→ WRITTEN REQUEST
Show every line of the records that contains the string "tile". Case counts, so a line matches only if its letters have the same capitalization.

• • • •

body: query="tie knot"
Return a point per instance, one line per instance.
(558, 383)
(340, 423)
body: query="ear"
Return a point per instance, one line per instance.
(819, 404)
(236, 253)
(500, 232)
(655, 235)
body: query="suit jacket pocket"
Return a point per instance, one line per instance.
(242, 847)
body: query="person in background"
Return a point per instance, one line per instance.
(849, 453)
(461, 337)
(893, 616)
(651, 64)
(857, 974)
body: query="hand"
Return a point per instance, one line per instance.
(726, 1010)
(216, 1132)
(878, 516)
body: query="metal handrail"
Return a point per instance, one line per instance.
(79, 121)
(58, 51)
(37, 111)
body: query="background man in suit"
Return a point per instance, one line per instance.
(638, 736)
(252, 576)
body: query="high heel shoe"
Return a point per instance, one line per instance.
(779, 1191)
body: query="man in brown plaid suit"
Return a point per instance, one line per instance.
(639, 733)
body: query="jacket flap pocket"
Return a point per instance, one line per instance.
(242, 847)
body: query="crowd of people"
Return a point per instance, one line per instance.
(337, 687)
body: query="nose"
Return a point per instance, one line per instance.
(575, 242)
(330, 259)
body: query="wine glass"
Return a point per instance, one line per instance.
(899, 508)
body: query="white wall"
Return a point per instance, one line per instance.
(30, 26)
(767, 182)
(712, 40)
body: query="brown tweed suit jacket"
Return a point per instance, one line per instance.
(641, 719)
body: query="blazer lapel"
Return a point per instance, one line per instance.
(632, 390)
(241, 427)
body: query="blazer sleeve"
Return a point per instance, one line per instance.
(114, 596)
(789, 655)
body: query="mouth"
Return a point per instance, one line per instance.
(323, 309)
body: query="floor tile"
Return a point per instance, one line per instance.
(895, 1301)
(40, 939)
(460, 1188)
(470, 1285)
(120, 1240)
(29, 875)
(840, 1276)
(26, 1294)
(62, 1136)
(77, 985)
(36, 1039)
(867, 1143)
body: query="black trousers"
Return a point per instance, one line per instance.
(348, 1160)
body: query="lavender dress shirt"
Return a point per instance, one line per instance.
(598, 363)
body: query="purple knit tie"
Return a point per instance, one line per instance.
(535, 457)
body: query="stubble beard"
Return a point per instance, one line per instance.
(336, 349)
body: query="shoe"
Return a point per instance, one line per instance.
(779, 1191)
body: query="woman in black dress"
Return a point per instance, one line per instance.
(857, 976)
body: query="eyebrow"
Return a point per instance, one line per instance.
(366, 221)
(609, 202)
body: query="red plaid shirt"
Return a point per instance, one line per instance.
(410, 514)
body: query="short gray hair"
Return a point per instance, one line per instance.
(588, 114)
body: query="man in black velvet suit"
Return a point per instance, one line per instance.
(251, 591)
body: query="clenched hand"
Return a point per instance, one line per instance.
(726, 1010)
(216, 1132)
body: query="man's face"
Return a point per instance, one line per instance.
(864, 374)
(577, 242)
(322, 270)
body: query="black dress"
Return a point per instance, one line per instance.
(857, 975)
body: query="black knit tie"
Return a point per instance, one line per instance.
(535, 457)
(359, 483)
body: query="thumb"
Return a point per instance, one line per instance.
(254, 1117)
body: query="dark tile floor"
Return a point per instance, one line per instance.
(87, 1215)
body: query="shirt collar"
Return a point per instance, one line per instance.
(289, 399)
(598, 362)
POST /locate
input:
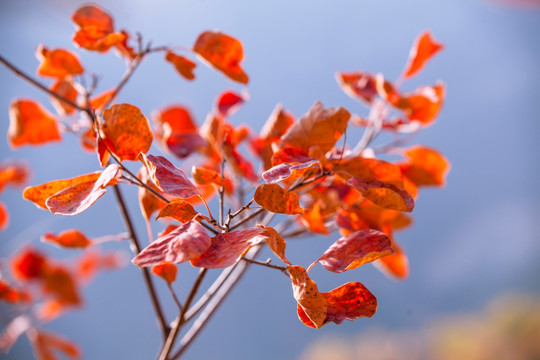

• • • •

→ FINISHED ANSWER
body: query="floor tile"
body: query="dark tile floor"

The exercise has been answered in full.